** Opening Task data block **
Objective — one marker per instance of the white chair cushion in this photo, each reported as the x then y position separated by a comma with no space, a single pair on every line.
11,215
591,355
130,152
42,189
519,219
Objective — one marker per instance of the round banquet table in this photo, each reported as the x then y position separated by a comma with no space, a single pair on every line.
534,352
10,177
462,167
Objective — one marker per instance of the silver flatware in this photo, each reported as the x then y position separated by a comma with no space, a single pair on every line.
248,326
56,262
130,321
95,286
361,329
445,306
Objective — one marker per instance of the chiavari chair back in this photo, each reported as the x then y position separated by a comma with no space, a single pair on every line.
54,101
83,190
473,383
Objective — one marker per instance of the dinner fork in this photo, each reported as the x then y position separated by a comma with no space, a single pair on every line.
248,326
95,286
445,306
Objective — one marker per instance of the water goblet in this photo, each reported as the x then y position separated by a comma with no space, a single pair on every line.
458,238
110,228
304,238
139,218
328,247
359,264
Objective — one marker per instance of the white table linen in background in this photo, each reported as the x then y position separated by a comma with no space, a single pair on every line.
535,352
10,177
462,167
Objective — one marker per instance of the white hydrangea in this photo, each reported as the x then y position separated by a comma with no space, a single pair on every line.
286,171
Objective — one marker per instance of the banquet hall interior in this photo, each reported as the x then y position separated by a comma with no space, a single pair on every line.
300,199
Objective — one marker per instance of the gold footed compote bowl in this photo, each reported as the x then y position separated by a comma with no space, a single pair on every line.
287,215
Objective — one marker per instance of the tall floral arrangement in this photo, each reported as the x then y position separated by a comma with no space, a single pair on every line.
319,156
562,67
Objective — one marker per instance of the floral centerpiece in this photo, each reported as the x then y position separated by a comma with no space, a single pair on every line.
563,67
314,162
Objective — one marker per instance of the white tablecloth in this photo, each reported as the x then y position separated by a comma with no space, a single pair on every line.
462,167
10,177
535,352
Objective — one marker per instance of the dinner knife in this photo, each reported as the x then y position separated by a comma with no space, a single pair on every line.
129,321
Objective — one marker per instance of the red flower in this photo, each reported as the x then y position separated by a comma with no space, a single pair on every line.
** Closing Task data block **
§ The task: Print, exactly as written, each record in the listing above.

§ Exercise result:
Objective — one marker per instance of the white chair cushion in this photo, each reported as the x then y position separated by a comma with no space, a single pair on every line.
11,215
591,355
130,152
42,189
519,219
Objective — one marker per instance of the round banquet table in this photo, each reported as the x then y position separated by a comma with no space, a single pair on every line.
534,352
10,177
462,167
Objective — one marker per instance of the silver flatware in this photo, each reported as the x then y position separated by a comma with no space, a single pair on every line.
248,326
56,262
130,321
95,286
361,329
445,306
Objective — one marker per instance of the chiavari chair back in this photo, each reported as the x then y position separated by a comma with no space, a single pair on every line.
54,101
83,190
473,383
Objective — one marker per instance of the dinner fork in this photo, each reported as the x then y position separated by a comma with no space, a single pair on every line.
248,326
95,286
445,306
Objective — one marker per instance of the water goblet in this photo, each reported as the x then y position separated by a comma with no space, a single pair on every line.
458,238
110,228
304,238
139,218
328,247
359,264
Objective — one marker per instance of the white table linen in background in this photo, each reported as the x then y position separated by a comma with no space, a single pair on every line.
535,352
10,177
462,167
Objective — one marker per instance of the white hydrangea in this photo, each reported as the x then y position separated by a comma with no space, a single pair on every line.
286,171
Objective — one marker per instance of the banquet hall interior in this photo, each reported as the x then y position separated by a comma with no space, a single pair on every line.
300,199
Objective — one marker per instance of the gold footed compote bowl in this photo, each reported as the x then y position separated by a comma with no space, a single pair on every line.
287,215
Objective — one marker per instance of the tall floral arrangement in this photo, each reported as the x then y position separated by a comma with no space, a single pair on every line.
319,156
562,67
Objective — one marker per instance of the floral centerpiece in this photo, each reported as the x then y position separated by a comma with no space, a single pair on every line.
563,67
314,162
Objective — one marker per instance of the white tablecloth in this photo, each reported as the x then y position separated by a comma with no space, a single pair on every line.
462,167
10,177
535,352
Objective — one marker per instance of the dinner knife in this photo, each reported as the x then y position separated by a comma with no space, a single pair on every line.
129,321
Objective — one marker per instance of the red flower in this photo, each reported as the x then y position separated by a comma with no space, a single pair on every line.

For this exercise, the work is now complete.